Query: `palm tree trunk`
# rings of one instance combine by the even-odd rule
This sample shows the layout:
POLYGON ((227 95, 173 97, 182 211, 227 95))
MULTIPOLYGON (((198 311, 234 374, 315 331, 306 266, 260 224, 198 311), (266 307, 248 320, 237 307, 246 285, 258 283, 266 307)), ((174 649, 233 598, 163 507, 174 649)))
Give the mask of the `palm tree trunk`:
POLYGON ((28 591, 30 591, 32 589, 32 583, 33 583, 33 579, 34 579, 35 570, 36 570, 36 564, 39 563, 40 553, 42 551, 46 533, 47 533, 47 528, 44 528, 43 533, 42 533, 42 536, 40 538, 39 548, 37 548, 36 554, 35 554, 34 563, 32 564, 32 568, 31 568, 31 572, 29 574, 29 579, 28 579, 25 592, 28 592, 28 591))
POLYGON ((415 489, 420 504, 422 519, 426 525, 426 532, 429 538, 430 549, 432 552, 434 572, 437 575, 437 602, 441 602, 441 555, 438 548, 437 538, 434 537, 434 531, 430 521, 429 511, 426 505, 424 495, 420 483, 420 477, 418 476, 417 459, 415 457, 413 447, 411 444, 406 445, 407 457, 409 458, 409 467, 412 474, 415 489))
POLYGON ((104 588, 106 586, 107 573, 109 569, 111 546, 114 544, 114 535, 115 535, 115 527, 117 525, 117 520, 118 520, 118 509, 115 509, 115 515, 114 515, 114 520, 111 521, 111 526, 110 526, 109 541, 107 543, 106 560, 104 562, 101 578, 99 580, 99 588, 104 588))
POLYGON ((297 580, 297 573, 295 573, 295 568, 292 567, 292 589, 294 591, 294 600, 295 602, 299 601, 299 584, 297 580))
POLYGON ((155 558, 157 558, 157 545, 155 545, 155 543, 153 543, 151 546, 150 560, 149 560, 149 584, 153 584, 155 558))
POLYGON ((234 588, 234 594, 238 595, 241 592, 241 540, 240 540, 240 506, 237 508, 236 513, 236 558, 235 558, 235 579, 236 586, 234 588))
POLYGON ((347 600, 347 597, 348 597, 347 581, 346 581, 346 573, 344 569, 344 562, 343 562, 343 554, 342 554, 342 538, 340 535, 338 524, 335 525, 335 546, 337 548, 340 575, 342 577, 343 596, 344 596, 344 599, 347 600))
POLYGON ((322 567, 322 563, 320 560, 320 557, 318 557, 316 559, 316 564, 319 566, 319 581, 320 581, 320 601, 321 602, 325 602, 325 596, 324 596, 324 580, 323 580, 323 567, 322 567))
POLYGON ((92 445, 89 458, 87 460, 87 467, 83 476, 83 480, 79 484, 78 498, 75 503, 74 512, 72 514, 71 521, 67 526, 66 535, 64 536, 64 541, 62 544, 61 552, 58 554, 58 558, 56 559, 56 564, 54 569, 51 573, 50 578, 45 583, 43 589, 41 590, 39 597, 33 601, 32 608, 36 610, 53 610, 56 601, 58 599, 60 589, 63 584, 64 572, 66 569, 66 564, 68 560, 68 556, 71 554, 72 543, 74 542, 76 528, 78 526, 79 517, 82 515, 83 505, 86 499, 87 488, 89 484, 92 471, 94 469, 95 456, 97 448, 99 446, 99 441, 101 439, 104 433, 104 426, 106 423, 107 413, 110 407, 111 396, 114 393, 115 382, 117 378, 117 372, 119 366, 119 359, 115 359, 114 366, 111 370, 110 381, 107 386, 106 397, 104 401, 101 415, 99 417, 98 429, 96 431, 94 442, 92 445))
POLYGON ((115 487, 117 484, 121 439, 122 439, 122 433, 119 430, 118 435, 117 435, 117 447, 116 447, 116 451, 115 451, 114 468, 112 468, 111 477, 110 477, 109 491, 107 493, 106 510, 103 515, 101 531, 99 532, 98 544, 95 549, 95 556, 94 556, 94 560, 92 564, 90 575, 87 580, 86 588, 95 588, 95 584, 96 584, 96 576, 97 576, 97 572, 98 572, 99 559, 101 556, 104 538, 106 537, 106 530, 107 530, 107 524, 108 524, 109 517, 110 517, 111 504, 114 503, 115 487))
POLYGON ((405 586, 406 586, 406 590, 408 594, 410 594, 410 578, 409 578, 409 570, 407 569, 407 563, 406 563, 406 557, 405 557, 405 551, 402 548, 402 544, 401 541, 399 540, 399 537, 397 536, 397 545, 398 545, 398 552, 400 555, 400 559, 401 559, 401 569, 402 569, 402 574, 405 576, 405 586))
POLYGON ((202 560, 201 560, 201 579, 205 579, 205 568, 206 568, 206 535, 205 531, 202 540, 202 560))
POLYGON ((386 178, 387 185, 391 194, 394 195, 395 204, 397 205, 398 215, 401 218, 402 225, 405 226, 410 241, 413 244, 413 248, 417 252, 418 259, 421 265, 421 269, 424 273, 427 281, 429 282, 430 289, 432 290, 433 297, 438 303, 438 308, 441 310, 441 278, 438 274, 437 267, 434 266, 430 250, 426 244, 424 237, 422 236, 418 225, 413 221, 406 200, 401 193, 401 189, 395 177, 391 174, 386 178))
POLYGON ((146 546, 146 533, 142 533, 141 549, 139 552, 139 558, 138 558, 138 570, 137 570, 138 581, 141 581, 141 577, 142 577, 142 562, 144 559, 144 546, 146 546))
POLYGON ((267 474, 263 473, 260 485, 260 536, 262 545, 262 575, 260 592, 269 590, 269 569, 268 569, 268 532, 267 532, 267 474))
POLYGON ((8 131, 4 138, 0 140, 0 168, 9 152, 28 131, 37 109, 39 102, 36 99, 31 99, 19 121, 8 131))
──────────────────────────────
Copy the material above line for line, changing nothing.

◆ Solution for this problem
Query: `palm tree trunk`
# rings of one instance combine by the even-odd rule
This sample shows the layout:
POLYGON ((227 95, 173 97, 182 211, 227 95))
MULTIPOLYGON (((198 311, 234 374, 315 331, 306 266, 260 224, 198 311), (266 307, 248 320, 237 307, 246 285, 258 283, 266 307)), ((174 649, 233 598, 163 507, 174 649)))
Give the mask of the `palm tree trunk`:
POLYGON ((28 591, 30 591, 32 589, 32 583, 33 583, 33 579, 34 579, 35 570, 36 570, 36 564, 39 563, 40 553, 42 551, 46 533, 47 533, 47 528, 44 528, 43 533, 42 533, 42 536, 40 538, 39 548, 37 548, 36 554, 35 554, 34 563, 32 564, 32 568, 31 568, 31 572, 29 574, 29 579, 28 579, 25 592, 28 592, 28 591))
POLYGON ((415 489, 420 504, 422 519, 426 525, 426 532, 429 538, 430 549, 432 552, 434 572, 437 575, 437 602, 441 602, 441 555, 438 548, 437 538, 434 537, 434 531, 430 521, 429 511, 426 505, 424 495, 420 483, 420 477, 418 476, 417 459, 415 457, 413 447, 411 444, 406 445, 407 457, 409 458, 409 467, 412 474, 415 489))
POLYGON ((104 588, 106 586, 107 573, 109 569, 111 546, 114 544, 114 535, 115 535, 115 527, 117 525, 117 520, 118 520, 118 509, 115 509, 115 515, 114 515, 114 520, 111 521, 111 526, 110 526, 109 541, 107 543, 106 560, 104 562, 101 578, 99 580, 99 588, 104 588))
POLYGON ((297 580, 297 573, 295 573, 295 568, 292 567, 292 589, 294 591, 294 600, 295 602, 299 601, 299 584, 297 580))
POLYGON ((155 558, 157 558, 157 545, 155 545, 155 543, 153 543, 151 546, 150 560, 149 560, 149 584, 153 584, 155 558))
POLYGON ((234 588, 234 594, 238 595, 241 592, 241 540, 240 540, 240 506, 237 508, 236 513, 236 558, 235 558, 235 579, 236 586, 234 588))
POLYGON ((347 600, 347 597, 348 597, 347 581, 346 581, 346 573, 344 569, 344 562, 343 562, 343 554, 342 554, 342 538, 340 535, 338 524, 335 525, 335 546, 337 548, 340 575, 342 577, 343 596, 344 596, 344 599, 347 600))
POLYGON ((322 567, 322 563, 320 560, 320 557, 318 557, 316 559, 316 564, 319 566, 319 581, 320 581, 320 601, 321 602, 325 602, 325 596, 324 596, 324 580, 323 580, 323 567, 322 567))
POLYGON ((92 445, 89 458, 87 460, 87 467, 83 476, 83 480, 79 484, 78 498, 75 503, 74 512, 72 514, 71 521, 67 526, 66 535, 64 536, 64 541, 62 544, 61 552, 58 554, 58 558, 56 559, 56 564, 54 569, 51 573, 50 578, 45 583, 43 589, 41 590, 39 597, 33 601, 32 608, 36 610, 53 610, 56 601, 58 599, 60 589, 63 584, 64 572, 66 569, 66 564, 68 560, 68 556, 71 554, 72 543, 74 542, 76 528, 78 526, 79 517, 82 515, 83 505, 86 499, 87 488, 89 484, 92 471, 94 469, 95 456, 97 448, 99 446, 99 441, 101 439, 104 433, 104 426, 106 423, 107 413, 110 407, 111 396, 114 393, 115 382, 117 378, 117 372, 119 366, 119 359, 115 359, 114 366, 111 370, 110 381, 107 386, 106 397, 104 401, 101 415, 99 417, 98 429, 96 431, 94 442, 92 445))
POLYGON ((115 487, 117 484, 121 439, 122 439, 122 433, 119 430, 118 435, 117 435, 117 447, 116 447, 116 451, 115 451, 114 468, 112 468, 111 477, 110 477, 109 491, 107 493, 106 510, 103 515, 101 531, 99 532, 98 544, 95 549, 95 556, 94 556, 94 560, 92 564, 90 575, 87 580, 86 588, 95 588, 95 584, 96 584, 96 576, 97 576, 97 572, 98 572, 99 559, 101 556, 104 538, 106 537, 106 530, 107 530, 107 524, 108 524, 109 517, 110 517, 111 504, 114 503, 115 487))
POLYGON ((405 586, 406 586, 406 590, 408 594, 410 594, 410 578, 409 578, 409 570, 407 569, 407 563, 406 563, 406 557, 405 557, 405 551, 402 548, 402 544, 401 541, 399 540, 399 537, 397 536, 397 545, 398 545, 398 552, 400 555, 400 559, 401 559, 401 569, 402 569, 402 574, 405 576, 405 586))
POLYGON ((202 560, 201 560, 201 579, 205 579, 205 568, 206 568, 206 535, 205 531, 202 540, 202 560))
POLYGON ((386 178, 387 185, 391 194, 394 195, 395 204, 397 205, 398 215, 401 218, 402 225, 405 226, 410 241, 413 244, 413 248, 417 252, 418 259, 421 265, 421 269, 424 273, 427 281, 429 282, 430 289, 432 290, 433 297, 438 303, 438 308, 441 310, 441 278, 438 274, 437 267, 434 266, 430 250, 426 244, 424 237, 422 236, 418 225, 413 221, 406 200, 401 193, 401 189, 395 177, 391 174, 386 178))
POLYGON ((146 546, 146 533, 142 533, 141 549, 139 552, 139 558, 138 558, 138 570, 137 570, 138 581, 141 581, 141 577, 142 577, 142 562, 144 559, 144 546, 146 546))
POLYGON ((267 474, 263 473, 260 485, 260 536, 262 545, 262 575, 260 592, 269 590, 269 569, 268 569, 268 532, 267 532, 267 474))
POLYGON ((8 131, 4 138, 0 140, 0 168, 9 152, 28 131, 37 109, 39 102, 36 99, 31 99, 19 121, 8 131))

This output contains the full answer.